What is needed is an exact copy of the line that contains "of the window." and of all later lines to the end of the records below, with no other lines.

Items listed in a dataset
####

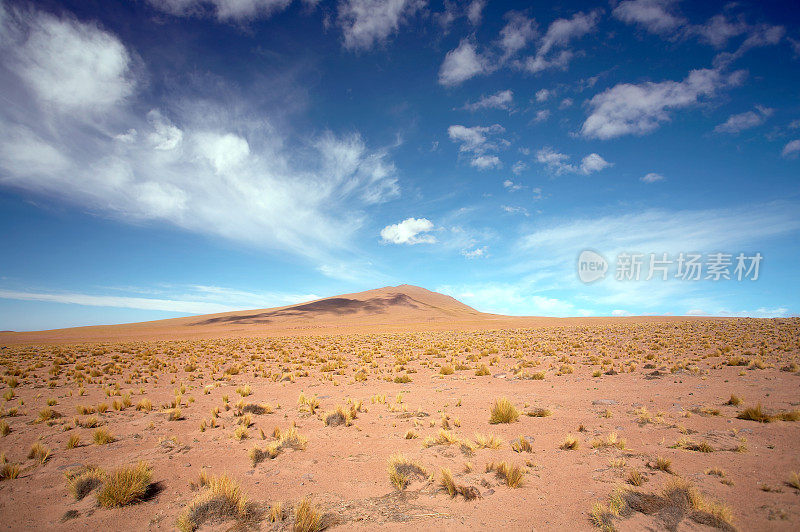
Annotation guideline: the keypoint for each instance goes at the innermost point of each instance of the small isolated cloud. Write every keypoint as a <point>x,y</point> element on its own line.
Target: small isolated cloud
<point>655,16</point>
<point>541,115</point>
<point>410,231</point>
<point>516,34</point>
<point>485,162</point>
<point>477,253</point>
<point>718,30</point>
<point>479,141</point>
<point>462,63</point>
<point>559,164</point>
<point>222,10</point>
<point>474,139</point>
<point>652,177</point>
<point>553,51</point>
<point>515,210</point>
<point>631,109</point>
<point>742,121</point>
<point>791,149</point>
<point>475,11</point>
<point>499,100</point>
<point>366,23</point>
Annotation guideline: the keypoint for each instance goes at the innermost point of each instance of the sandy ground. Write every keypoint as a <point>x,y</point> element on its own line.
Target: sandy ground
<point>653,384</point>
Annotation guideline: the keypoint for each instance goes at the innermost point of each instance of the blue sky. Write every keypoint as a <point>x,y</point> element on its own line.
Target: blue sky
<point>175,157</point>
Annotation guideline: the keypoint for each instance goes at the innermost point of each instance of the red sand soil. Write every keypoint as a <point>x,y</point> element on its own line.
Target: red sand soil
<point>659,384</point>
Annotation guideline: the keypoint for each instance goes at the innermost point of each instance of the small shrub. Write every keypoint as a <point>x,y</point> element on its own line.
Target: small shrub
<point>570,443</point>
<point>125,485</point>
<point>503,411</point>
<point>39,452</point>
<point>102,436</point>
<point>307,518</point>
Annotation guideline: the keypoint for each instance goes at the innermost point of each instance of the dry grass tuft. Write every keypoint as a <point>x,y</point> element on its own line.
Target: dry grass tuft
<point>503,411</point>
<point>82,481</point>
<point>521,445</point>
<point>39,452</point>
<point>612,440</point>
<point>512,475</point>
<point>307,518</point>
<point>102,436</point>
<point>539,412</point>
<point>221,500</point>
<point>490,441</point>
<point>124,486</point>
<point>570,443</point>
<point>403,470</point>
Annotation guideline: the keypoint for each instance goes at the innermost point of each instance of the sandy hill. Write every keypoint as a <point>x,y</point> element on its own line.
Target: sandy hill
<point>400,308</point>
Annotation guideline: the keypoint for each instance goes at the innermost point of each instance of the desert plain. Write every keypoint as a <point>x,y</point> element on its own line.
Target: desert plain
<point>402,409</point>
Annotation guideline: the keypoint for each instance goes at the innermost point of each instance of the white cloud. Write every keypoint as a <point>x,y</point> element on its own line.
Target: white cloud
<point>499,100</point>
<point>718,30</point>
<point>559,164</point>
<point>638,109</point>
<point>653,15</point>
<point>652,177</point>
<point>791,149</point>
<point>409,231</point>
<point>542,95</point>
<point>742,121</point>
<point>758,36</point>
<point>593,163</point>
<point>197,299</point>
<point>550,52</point>
<point>475,11</point>
<point>223,10</point>
<point>510,209</point>
<point>477,253</point>
<point>541,115</point>
<point>369,22</point>
<point>143,303</point>
<point>70,66</point>
<point>188,164</point>
<point>475,139</point>
<point>164,135</point>
<point>463,63</point>
<point>485,162</point>
<point>516,34</point>
<point>511,299</point>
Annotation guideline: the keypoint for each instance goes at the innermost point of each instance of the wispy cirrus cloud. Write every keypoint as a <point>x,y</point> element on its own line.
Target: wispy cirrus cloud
<point>740,122</point>
<point>366,23</point>
<point>207,168</point>
<point>499,100</point>
<point>467,61</point>
<point>559,164</point>
<point>637,109</point>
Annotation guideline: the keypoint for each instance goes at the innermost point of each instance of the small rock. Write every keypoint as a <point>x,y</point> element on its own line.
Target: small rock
<point>604,402</point>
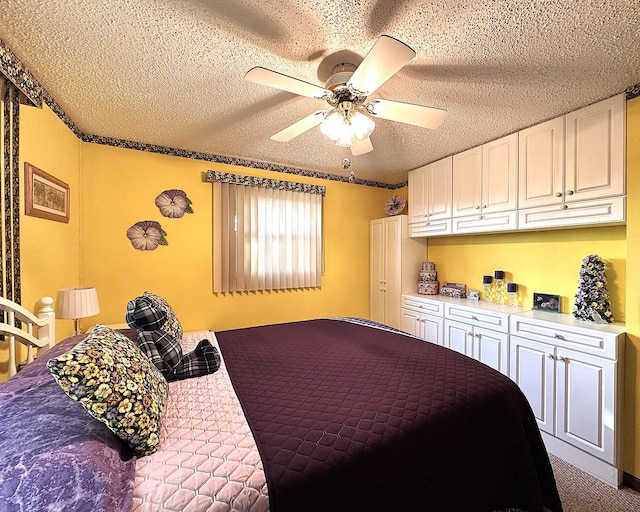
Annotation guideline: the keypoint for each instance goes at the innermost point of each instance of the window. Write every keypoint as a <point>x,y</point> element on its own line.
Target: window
<point>267,234</point>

####

Solved exercise:
Annotation guideline: the keypoint for each instance goes at the innermost point of each instance of the window. Write every keypoint as a <point>x,y</point> element on its own line.
Target: window
<point>267,234</point>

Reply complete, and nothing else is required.